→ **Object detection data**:

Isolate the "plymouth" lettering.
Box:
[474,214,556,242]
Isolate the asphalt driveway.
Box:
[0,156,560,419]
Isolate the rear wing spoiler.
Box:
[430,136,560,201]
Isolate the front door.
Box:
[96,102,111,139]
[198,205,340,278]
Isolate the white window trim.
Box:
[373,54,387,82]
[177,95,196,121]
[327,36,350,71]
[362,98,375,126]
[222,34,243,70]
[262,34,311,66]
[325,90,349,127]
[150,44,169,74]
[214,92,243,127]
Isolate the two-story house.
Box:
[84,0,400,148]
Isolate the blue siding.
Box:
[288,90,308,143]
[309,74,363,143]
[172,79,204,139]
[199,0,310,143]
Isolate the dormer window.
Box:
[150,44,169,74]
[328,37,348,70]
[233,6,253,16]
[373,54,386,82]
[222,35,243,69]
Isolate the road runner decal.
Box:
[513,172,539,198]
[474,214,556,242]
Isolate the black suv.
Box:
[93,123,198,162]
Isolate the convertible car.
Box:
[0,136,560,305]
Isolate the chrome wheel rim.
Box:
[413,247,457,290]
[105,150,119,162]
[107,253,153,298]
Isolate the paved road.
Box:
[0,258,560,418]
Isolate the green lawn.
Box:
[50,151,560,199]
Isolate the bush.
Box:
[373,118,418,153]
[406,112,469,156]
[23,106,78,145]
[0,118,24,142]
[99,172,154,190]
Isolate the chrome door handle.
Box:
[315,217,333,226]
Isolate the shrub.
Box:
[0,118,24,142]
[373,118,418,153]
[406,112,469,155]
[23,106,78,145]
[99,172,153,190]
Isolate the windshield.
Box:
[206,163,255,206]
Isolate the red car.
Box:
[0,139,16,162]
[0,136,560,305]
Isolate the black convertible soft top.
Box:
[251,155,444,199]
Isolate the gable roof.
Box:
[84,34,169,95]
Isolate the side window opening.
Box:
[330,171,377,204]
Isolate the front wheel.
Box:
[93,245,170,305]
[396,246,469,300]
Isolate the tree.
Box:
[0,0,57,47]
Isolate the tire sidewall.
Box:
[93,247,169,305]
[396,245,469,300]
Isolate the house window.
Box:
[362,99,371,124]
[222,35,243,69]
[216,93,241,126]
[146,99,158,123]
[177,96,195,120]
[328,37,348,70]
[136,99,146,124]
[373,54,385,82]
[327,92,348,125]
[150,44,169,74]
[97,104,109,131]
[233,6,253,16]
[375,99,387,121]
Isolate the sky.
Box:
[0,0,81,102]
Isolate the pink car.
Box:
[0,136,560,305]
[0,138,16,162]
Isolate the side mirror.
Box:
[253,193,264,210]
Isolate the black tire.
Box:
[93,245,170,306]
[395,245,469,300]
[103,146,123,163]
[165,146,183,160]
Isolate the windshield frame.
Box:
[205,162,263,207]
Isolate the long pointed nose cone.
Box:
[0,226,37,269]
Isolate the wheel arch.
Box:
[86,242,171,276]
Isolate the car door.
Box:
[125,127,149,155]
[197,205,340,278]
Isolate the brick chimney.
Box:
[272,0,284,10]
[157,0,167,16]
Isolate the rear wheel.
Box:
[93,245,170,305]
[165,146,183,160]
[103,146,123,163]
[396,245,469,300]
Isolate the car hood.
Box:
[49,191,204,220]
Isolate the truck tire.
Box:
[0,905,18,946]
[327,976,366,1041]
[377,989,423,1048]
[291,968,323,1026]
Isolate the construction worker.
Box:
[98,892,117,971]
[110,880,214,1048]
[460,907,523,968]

→ **Instructions to follow**: Reproduce the lines above, swapping every "Isolate" for "Locate" and keeping everything else unchanged.

→ **Solution to the exercise**:
Locate the "plymouth" lettering.
Box:
[474,214,556,242]
Locate the asphalt driveway.
Box:
[0,156,560,419]
Locate the rear wing spoiler.
Box:
[430,136,560,201]
Locate the front door.
Box:
[96,102,111,139]
[198,205,340,278]
Locate the white window trim.
Box:
[373,54,387,82]
[177,95,196,121]
[327,36,350,71]
[362,98,375,126]
[222,34,243,70]
[262,34,311,66]
[325,90,349,127]
[150,44,169,74]
[214,92,243,127]
Locate the two-story house.
Box:
[84,0,400,148]
Locate the blue siding.
Box:
[288,90,308,143]
[309,74,363,143]
[172,79,204,139]
[199,0,310,143]
Locate the dormer window.
Box:
[150,44,169,74]
[328,37,348,70]
[233,6,253,16]
[373,54,386,82]
[222,35,243,69]
Locate the road runner decal.
Box:
[513,172,539,198]
[474,214,556,242]
Locate the black suv.
Box:
[93,123,198,162]
Locate the convertible car.
Box:
[0,136,560,305]
Locate the chrome wheel rim.
Box:
[413,247,457,290]
[105,150,119,162]
[107,253,153,298]
Locate the paved road.
Box:
[0,258,560,418]
Locate the green lawn.
Box:
[50,151,560,199]
Locate the bush.
Box:
[373,118,418,153]
[406,112,469,156]
[23,106,78,145]
[0,118,24,142]
[99,172,154,190]
Locate the chrome door handle.
Box:
[315,217,333,226]
Locate the shrub.
Box:
[0,118,24,142]
[373,118,418,153]
[406,112,469,155]
[23,106,78,145]
[99,172,153,190]
Locate the windshield.
Box:
[206,163,255,206]
Locate the red car.
Box:
[0,139,16,162]
[0,136,560,305]
Locate the black convertible soft top.
Box:
[251,155,444,199]
Locate the gable roof.
Box:
[84,34,169,95]
Locate the side window opening.
Box:
[330,171,377,204]
Locate the front wheel.
Box:
[93,245,170,305]
[396,246,469,300]
Locate the tree.
Box:
[0,0,57,47]
Locate the tire sidewall.
Box:
[93,247,169,305]
[396,245,469,300]
Locate the house window.
Box:
[362,99,371,124]
[222,35,243,69]
[216,93,241,126]
[146,99,158,123]
[177,96,195,120]
[328,37,348,70]
[136,99,146,124]
[373,54,385,82]
[327,92,348,125]
[150,44,169,74]
[97,104,109,131]
[233,6,253,16]
[375,99,387,121]
Locate the sky.
Box:
[0,0,81,102]
Locate the pink car.
Box:
[0,136,560,305]
[0,138,16,162]
Locate the side mirror.
Box:
[253,193,264,210]
Locate the black tire.
Box:
[93,245,170,306]
[395,245,469,300]
[103,146,123,163]
[165,146,183,160]
Locate the windshield frame.
Box:
[205,162,263,207]
Locate the long pointed nose cone.
Box:
[0,226,37,269]
Locate the wheel arch.
Box:
[86,242,171,276]
Locate the car door.
Box:
[125,127,149,155]
[197,205,340,278]
Locate the brick chimney.
Box:
[272,0,284,10]
[157,0,167,16]
Locate the rear wheel.
Box:
[93,245,170,305]
[165,146,183,160]
[103,146,123,163]
[396,245,469,300]
Locate the car hood.
Box:
[49,191,204,220]
Locate the truck tire.
Box:
[0,905,18,946]
[327,976,366,1041]
[377,989,423,1048]
[291,968,323,1026]
Locate the construction worker.
Box:
[98,892,117,971]
[110,880,214,1048]
[460,907,523,968]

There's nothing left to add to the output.